## Exercise
Every line of the listing should be transcribed exactly, with nothing left out.

▼▼▼

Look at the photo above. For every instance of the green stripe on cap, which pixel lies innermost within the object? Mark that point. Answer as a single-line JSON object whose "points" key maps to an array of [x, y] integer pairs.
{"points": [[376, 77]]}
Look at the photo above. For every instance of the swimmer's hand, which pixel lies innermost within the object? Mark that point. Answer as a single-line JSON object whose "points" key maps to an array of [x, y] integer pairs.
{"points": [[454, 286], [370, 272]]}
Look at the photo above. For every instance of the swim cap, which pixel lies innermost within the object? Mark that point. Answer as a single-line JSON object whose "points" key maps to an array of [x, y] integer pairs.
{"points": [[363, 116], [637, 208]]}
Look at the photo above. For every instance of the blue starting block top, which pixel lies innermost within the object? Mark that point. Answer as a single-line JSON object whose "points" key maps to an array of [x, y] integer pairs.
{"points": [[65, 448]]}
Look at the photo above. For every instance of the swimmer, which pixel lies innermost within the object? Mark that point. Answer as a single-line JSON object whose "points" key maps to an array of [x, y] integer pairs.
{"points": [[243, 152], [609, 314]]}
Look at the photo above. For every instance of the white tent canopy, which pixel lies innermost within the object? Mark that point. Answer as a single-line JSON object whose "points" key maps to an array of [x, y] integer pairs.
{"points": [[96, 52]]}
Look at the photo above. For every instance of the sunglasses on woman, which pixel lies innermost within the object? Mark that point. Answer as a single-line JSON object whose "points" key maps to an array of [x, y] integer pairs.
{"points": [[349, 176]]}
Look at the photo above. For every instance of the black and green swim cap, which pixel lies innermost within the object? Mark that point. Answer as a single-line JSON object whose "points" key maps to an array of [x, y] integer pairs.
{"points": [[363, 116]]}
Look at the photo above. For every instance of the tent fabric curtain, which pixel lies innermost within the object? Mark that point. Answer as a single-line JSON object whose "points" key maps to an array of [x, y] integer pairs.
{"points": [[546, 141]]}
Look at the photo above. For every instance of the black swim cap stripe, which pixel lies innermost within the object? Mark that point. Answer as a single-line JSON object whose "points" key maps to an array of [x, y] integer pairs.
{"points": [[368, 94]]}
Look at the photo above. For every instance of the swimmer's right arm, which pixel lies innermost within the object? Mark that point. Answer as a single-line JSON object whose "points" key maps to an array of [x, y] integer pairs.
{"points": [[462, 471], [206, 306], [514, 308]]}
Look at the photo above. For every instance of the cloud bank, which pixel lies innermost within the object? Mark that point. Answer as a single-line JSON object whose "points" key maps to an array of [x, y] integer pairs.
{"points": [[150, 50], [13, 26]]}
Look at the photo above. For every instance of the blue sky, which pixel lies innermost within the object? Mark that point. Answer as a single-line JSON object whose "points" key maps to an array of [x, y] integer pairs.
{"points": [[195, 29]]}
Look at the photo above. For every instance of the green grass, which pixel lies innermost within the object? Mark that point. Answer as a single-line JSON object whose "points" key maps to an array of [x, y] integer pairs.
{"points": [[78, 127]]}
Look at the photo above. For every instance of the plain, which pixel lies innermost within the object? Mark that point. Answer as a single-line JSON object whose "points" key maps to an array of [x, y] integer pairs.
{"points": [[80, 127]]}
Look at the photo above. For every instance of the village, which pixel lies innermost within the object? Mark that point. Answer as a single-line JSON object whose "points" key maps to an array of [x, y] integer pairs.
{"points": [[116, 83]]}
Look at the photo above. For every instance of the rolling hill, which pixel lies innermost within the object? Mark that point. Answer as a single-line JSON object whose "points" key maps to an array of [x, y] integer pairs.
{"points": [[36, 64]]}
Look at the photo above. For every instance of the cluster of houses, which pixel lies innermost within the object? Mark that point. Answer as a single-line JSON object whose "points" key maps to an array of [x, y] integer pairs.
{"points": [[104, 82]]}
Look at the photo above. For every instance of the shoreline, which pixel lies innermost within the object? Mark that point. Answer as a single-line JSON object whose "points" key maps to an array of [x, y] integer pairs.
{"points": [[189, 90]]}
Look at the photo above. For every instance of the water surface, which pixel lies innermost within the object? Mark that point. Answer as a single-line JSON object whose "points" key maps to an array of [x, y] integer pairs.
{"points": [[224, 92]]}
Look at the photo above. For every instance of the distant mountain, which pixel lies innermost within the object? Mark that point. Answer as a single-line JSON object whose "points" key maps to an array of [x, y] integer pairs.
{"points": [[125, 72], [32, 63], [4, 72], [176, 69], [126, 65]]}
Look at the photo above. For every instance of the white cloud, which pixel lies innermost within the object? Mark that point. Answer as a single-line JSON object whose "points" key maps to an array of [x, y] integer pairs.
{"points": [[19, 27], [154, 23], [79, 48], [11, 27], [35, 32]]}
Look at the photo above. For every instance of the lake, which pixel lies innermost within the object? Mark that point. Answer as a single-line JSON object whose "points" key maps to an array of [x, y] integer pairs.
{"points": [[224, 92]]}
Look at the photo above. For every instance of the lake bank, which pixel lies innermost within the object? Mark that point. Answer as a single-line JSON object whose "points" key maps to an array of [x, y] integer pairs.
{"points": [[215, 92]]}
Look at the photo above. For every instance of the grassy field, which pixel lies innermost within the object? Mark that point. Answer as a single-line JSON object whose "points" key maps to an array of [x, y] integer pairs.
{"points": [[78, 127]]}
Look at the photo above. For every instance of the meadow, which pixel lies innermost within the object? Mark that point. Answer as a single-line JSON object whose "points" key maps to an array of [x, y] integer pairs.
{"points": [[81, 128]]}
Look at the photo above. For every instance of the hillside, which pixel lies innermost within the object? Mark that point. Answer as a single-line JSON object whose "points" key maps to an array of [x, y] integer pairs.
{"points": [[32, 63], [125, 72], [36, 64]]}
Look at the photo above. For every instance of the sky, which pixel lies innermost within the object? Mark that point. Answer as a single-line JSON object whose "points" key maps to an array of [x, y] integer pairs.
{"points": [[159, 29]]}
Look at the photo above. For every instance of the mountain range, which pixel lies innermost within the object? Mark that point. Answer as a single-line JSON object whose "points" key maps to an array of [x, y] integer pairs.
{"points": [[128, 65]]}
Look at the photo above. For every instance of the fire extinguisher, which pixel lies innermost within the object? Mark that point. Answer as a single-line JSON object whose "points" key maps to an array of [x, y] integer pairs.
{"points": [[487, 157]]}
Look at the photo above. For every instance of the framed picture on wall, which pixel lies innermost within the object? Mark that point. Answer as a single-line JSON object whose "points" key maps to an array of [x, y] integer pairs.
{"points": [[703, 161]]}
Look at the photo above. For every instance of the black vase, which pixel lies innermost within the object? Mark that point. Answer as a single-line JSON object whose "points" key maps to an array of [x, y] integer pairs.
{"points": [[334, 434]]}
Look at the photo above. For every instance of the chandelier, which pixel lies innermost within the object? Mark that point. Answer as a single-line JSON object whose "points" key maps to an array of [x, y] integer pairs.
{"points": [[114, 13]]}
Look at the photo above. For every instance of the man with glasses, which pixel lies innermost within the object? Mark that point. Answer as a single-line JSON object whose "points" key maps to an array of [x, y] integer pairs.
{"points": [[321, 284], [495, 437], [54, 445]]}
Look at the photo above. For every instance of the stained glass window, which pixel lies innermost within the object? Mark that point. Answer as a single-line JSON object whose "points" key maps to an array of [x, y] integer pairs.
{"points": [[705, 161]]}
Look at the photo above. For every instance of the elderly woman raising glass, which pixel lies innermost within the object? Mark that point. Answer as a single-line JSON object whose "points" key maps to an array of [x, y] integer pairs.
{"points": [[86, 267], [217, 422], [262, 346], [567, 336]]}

▲▲▲

## Final answer
Look at the photo above. For every instance of the green stripe on cap, which pixel lies innermost within the object? Mark that point. Answer as a single-line JSON object whose "points" key maps to an array of [x, y] integer pairs.
{"points": [[376, 77]]}
Look at the photo above. For every instance of the swimmer's hand, which pixel lies innermost within the object? Mark that point. Answer as a single-line JSON object whose "points" key maps to an array of [x, y] integer pairs.
{"points": [[454, 286], [370, 272]]}
Look at the photo above. For every instance of the swim cap, which pixel lies innermost within the object? Mark that point. Answer as a single-line JSON object whose "points" key maps to an array of [x, y] integer pairs.
{"points": [[363, 116], [637, 208]]}
Look at the photo above. For every instance of the blue starting block top, which pixel lies innermost within the object? Mark that point. Answer as a single-line JSON object whose "points" key maps to an array of [x, y] integer pairs.
{"points": [[65, 448]]}
Look at the photo above. For every instance of the swimmer, which pixel lies innermost within the object? Mark that point. Answer as a single-line JSON object whose "points" key maps to an array of [x, y] integer pairs.
{"points": [[243, 152], [609, 314]]}
Look at the photo above. For every instance of the white tent canopy, which pixel lies innermost within the object? Mark that point. Answer as a single-line JSON object whose "points" key maps to an array of [x, y] integer pairs.
{"points": [[96, 52]]}
Look at the photo above. For every instance of the sunglasses on woman, which pixel lies innermost within the object? Mark that point. Answer as a single-line JSON object whose "points" key maps to an array of [x, y] integer pairs.
{"points": [[349, 176]]}
Look at the photo above. For every instance of the black and green swim cap, which pixel lies innermost within the object? Mark that point. Answer as a single-line JSON object whose "points" key maps to an array of [x, y] integer pairs.
{"points": [[363, 116]]}
Look at the photo above. For every instance of the tent fabric curtain, which pixel lies innermost within the object? Mark that point. Answer as a single-line JSON object whose "points" key maps to an array of [x, y] integer pairs.
{"points": [[546, 141]]}
Look at the photo above. For every instance of the black swim cap stripe, which pixel lies innermost within the object? Mark that point. Answer as a single-line JSON object whose "points" key maps to an array of [x, y] integer pairs.
{"points": [[368, 94]]}
Look at the photo above. For every instance of the swimmer's right arm, which pixel lies innermost within the object? Mark that point. Answer as a single-line JSON object whose "points" key maps to an array of [x, y] integer pairs.
{"points": [[462, 471], [206, 306], [514, 308]]}
Look at the photo above. For every instance of the cloud bank, which pixel lies innermost within the object? Mark that point. Answer as a single-line JSON object whose "points" key maps to an array of [x, y] integer pairs.
{"points": [[150, 50], [13, 26]]}
Look at the photo above. For every instance of the blue sky, which pixel lies innermost within the object? Mark that point. Answer as a single-line JSON object whose "points" key maps to an array of [x, y] integer pairs.
{"points": [[195, 29]]}
Look at the photo above. For every instance of the green grass, which pixel lies innermost within the object? Mark that point. Answer as a single-line JSON object whose "points" key maps to an array of [x, y] integer pairs.
{"points": [[78, 127]]}
Look at the photo above. For every instance of the plain, which pixel lies innermost within the object? Mark that point. Answer as a single-line JSON object whose "points" key maps to an array of [x, y] integer pairs.
{"points": [[80, 127]]}
Look at the photo above. For every instance of the village, which pixel lies innermost within the object? Mark that point. Answer as a single-line JSON object whose "points" key maps to an array of [x, y] integer pairs.
{"points": [[116, 83]]}
Look at the photo above. For every instance of the rolling hill, which pixel lies innermost within the object? Mark that point. Answer as a single-line JSON object whose "points" key maps to an array of [x, y] integer pairs.
{"points": [[36, 64]]}
Look at the photo above. For every instance of the cluster of houses, which pixel lies innermost within the object? Mark that point. Answer as a single-line JSON object whose "points" key maps to an array of [x, y] integer pairs.
{"points": [[104, 82]]}
Look at the photo above. For every instance of the shoreline, which pixel lies innermost within the object? Mark that point. Answer as a single-line JSON object whose "points" key maps to an array of [x, y] integer pairs.
{"points": [[189, 90]]}
Look at the photo above. For every instance of the water surface, which pixel lies innermost within the object? Mark that point. Answer as a single-line JSON object whose "points" key maps to an array of [x, y] integer pairs.
{"points": [[224, 92]]}
Look at the photo above. For every instance of the distant mountain, which pixel lies innermost within the object? Mark that point. Answer as a single-line JSON object whose "points" key maps to an array of [x, y] integer pairs.
{"points": [[125, 72], [32, 63], [4, 72], [176, 69], [126, 65]]}
Look at the photo above. For every instance of the white cloud, which pixel lies innermost within the object? Mark that point. Answer as a single-line JSON object whose "points" key maps to an array of [x, y] integer pairs.
{"points": [[19, 27], [154, 23], [79, 48], [11, 27], [35, 32]]}
Look at the photo above. For every instance of the lake, which pixel lies innermost within the object? Mark that point. Answer as a single-line JSON object whose "points" key maps to an array of [x, y] integer pairs.
{"points": [[224, 92]]}
Look at the photo above. For every instance of the lake bank, which pixel lies innermost within the object? Mark that point. Answer as a single-line JSON object whose "points" key maps to an array of [x, y] integer pairs.
{"points": [[215, 92]]}
Look at the photo above. For every instance of the grassy field, which pixel lies innermost within the object? Mark that point. Answer as a single-line JSON object whose "points" key maps to an array of [x, y] integer pairs.
{"points": [[78, 127]]}
Look at the photo above. For every instance of the meadow, which pixel lies innermost within the object? Mark that point. Answer as a single-line JSON object whose "points" key maps to an array of [x, y] integer pairs.
{"points": [[81, 128]]}
Look at the photo above. For every instance of the hillside, which pixel lies innermost within the object? Mark that point. Answer as a single-line JSON object whose "points" key maps to an array of [x, y] integer pairs.
{"points": [[32, 63], [125, 72], [36, 64]]}
Look at the photo above. For every instance of the sky, which pixel lies innermost within the object? Mark that point. Answer as a single-line JSON object whose "points" key maps to an array of [x, y] integer pairs.
{"points": [[159, 29]]}
Look at the photo above. For every instance of the mountain range, which pixel lies innermost within the object? Mark that point. Answer as a single-line JSON object whose "points" key maps to an array of [x, y] integer pairs.
{"points": [[128, 65]]}
Look at the photo above. For every instance of the fire extinguisher, which pixel lies innermost within the object? Mark that point. Answer as a single-line JSON object whose "points" key maps to an array of [x, y] integer pairs.
{"points": [[487, 157]]}
Look at the photo above. For every instance of the framed picture on wall, which pixel lies innermost within the object? Mark that point. Answer as a single-line JSON object whose "points" key maps to an array of [x, y] integer pairs.
{"points": [[703, 161]]}
Look at the photo above. For every instance of the black vase, which pixel lies innermost within the object? Mark that point. Answer as a single-line JSON object whose "points" key maps to an array of [x, y] integer pairs.
{"points": [[334, 434]]}
Look at the photo above. For every instance of the chandelier, which pixel lies innermost within the object? Mark that point. Answer as a single-line JSON object whose "points" key maps to an array of [x, y] integer pairs.
{"points": [[114, 13]]}
Look at the photo above. For every instance of the man with glasses, which pixel lies innermost within the object? Mark that point. Answer as a single-line JSON object whose "points" key maps to an array of [x, y] integer pairs.
{"points": [[321, 284], [495, 437], [54, 445]]}
Look at the photo above. For every instance of the stained glass window, which pixel lies innermost within the object? Mark that point. Answer as a single-line JSON object whose "points" key maps to an array of [x, y] integer pairs.
{"points": [[705, 161]]}
Look at the photo above. For every instance of the elderly woman raising glass, which pixel lies innermost within the object? Mark that point. Answer as a single-line JSON object whose "points" key maps to an array of [x, y] integer pairs.
{"points": [[86, 267], [217, 422], [262, 346], [567, 336]]}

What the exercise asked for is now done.